→ EXERCISE 1
List every date and time stamp that appears in the mailing-list post about restrict in strtol(3).

## Start DOCUMENT SECTION

Re: restrictness of strtoi(3bsd) and strtol(3)

Alejandro Colomar via Gcc-help <gcc-help@xxxxxxxxxxx> · Sat, 2 Dec 2023 13:34:06 +0100

On Sat, Dec 02, 2023 at 01:29:01PM +0100, Alejandro Colomar wrote:
> On Sat, Dec 02, 2023 at 12:50:28PM +0100, Alejandro Colomar wrote:
> > Hi,
> > 
> > I've been implementing my own copy of strto[iu](3bsd), to avoid the
> > complexity of calling strtol(3) et al.  In the process, I've noticed
> > that all of these functions use restrict for their parameters.
> > 
> > Why do these functions use restrict?  While the second parameter is not
> > used for accessing nptr memory (**endptr is not accessed), it can point
> > to the same memory.  Here is an example of how these functions can have
> > pointers to the same memory in the two arguments.
> > 
> > 	l = strtol(p, &p, 0);
> > 
> > The use of restrict in the prototype of the function could result in
> > compiler warnings, no?  Currently, I don't see any warnings, but I
> > suspect the compiler could complain, since the same memory is available
> > to the function via two different arguments (albeit with a different
> > number of references).
> > 
> > The use of restrict in the definition of the function doesn't help the
> > optimizer, since it already knows that the second parameter is out-only,
> > so even if it weren't restrict, the only way to access memory is via the
> > first parameter.

## End DOCUMENT SECTION
## Start SOURCE RECORDS

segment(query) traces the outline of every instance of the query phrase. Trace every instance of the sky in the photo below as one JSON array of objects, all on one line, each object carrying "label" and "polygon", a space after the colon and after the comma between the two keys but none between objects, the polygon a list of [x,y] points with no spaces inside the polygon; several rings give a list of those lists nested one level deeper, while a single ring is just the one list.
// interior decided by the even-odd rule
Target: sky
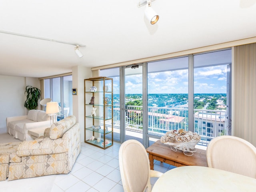
[{"label": "sky", "polygon": [[[195,94],[226,93],[227,69],[231,63],[231,56],[229,50],[194,56]],[[184,57],[149,63],[148,93],[187,94],[188,59]],[[125,93],[142,94],[142,67],[126,71],[130,74],[125,77]],[[119,79],[113,78],[114,94],[119,94]]]}]

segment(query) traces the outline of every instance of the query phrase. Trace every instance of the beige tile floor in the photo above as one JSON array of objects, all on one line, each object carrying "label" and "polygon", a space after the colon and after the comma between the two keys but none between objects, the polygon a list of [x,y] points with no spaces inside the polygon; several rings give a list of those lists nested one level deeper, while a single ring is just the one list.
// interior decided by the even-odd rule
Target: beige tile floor
[{"label": "beige tile floor", "polygon": [[[84,143],[72,171],[57,175],[52,192],[124,191],[119,170],[118,151],[120,144],[105,150]],[[174,168],[156,161],[154,169],[165,172]],[[151,179],[153,185],[157,179]]]},{"label": "beige tile floor", "polygon": [[[12,136],[7,133],[0,134],[0,138],[3,137],[11,137],[8,142],[13,139]],[[113,146],[104,150],[81,142],[81,153],[69,174],[13,181],[6,180],[0,182],[0,192],[123,192],[118,160],[120,145],[114,142]],[[162,172],[174,167],[158,161],[154,162],[154,169]],[[151,184],[154,185],[157,179],[152,178]]]}]

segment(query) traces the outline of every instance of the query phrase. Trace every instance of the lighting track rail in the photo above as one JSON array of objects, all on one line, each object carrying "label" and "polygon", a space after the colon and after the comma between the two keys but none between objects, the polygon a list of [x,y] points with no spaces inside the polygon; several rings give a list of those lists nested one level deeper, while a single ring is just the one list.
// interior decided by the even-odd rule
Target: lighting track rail
[{"label": "lighting track rail", "polygon": [[14,33],[13,32],[10,32],[8,31],[0,30],[0,33],[4,33],[6,34],[9,34],[11,35],[17,35],[18,36],[21,36],[22,37],[28,37],[30,38],[33,38],[34,39],[40,39],[41,40],[45,40],[46,41],[52,41],[52,42],[56,42],[57,43],[64,43],[64,44],[68,44],[70,45],[74,45],[75,46],[80,46],[80,47],[86,47],[86,46],[82,44],[79,44],[76,43],[72,43],[70,42],[67,42],[65,41],[59,41],[55,39],[48,39],[48,38],[44,38],[43,37],[37,37],[36,36],[32,36],[31,35],[26,35],[25,34],[21,34],[20,33]]}]

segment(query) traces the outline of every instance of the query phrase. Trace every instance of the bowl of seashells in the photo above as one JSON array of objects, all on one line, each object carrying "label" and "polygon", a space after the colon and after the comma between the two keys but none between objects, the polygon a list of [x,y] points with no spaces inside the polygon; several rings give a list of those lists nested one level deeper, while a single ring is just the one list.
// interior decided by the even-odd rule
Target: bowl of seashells
[{"label": "bowl of seashells", "polygon": [[[170,145],[172,150],[174,151],[179,149],[183,151],[185,155],[193,155],[192,152],[196,151],[195,146],[200,139],[201,136],[197,133],[182,129],[167,132],[162,136],[160,141],[162,143]],[[186,154],[186,152],[192,153]]]}]

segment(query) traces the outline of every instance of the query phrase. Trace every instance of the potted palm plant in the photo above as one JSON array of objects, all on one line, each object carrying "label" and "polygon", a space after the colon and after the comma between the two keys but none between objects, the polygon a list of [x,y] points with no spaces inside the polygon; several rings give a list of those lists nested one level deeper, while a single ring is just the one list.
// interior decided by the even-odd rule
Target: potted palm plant
[{"label": "potted palm plant", "polygon": [[38,100],[41,96],[40,90],[32,86],[27,86],[24,93],[26,99],[24,103],[24,106],[28,110],[37,109]]}]

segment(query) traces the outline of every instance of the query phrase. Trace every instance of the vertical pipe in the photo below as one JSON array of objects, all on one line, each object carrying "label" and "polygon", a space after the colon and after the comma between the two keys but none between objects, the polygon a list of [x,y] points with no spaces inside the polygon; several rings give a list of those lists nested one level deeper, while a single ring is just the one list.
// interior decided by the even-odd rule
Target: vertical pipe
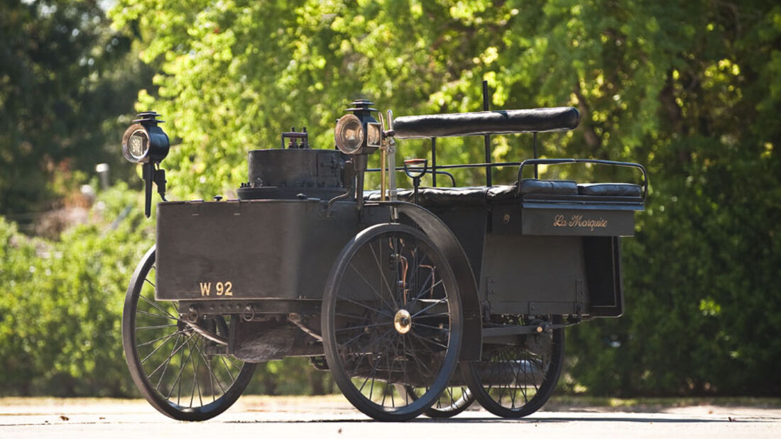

## End SOURCE RECORDS

→ EXERCISE 2
Rewrite the listing as a numbered list, starting at the line that contains "of the potted" and ending at the end of the listing, with blank lines dropped and the pictures left out.

→ COMPLETE RESPONSE 1
- Sat, 2 Dec 2023 13:34:06 +0100
- Sat, Dec 02, 2023 at 01:29:01PM +0100
- Sat, Dec 02, 2023 at 12:50:28PM +0100

→ COMPLETE RESPONSE 2
1. segment(query) traces the outline of every instance of the query phrase. Trace every instance of the potted palm plant in the photo above as one JSON array of objects, all on one line, each object carrying "label" and "polygon", a space after the colon and after the comma between the two keys but none between objects, the polygon a list of [x,y] points with no spaces inside the polygon; several rings give a list of those lists nested one level deeper, while a single ring is just the one list.
2. // interior decided by the even-odd rule
3. Target: potted palm plant
4. [{"label": "potted palm plant", "polygon": [[38,100],[41,96],[40,90],[32,86],[27,86],[24,93],[26,99],[24,103],[24,106],[28,110],[37,109]]}]
5. segment(query) traces the outline of every instance of the query phrase. Trace every instance of the vertical pipe in the photo below as one JSON array of objects, all on one line, each object carrying "label" and "polygon", a space after the colon and after the comma between the two keys but none between objects, the polygon a list of [x,y] points with no spaces inside the polygon; several rings give a list of those lists nested one level deeper, while a single ring is just the one list.
6. // interior decided by the even-odd rule
7. Target: vertical pipe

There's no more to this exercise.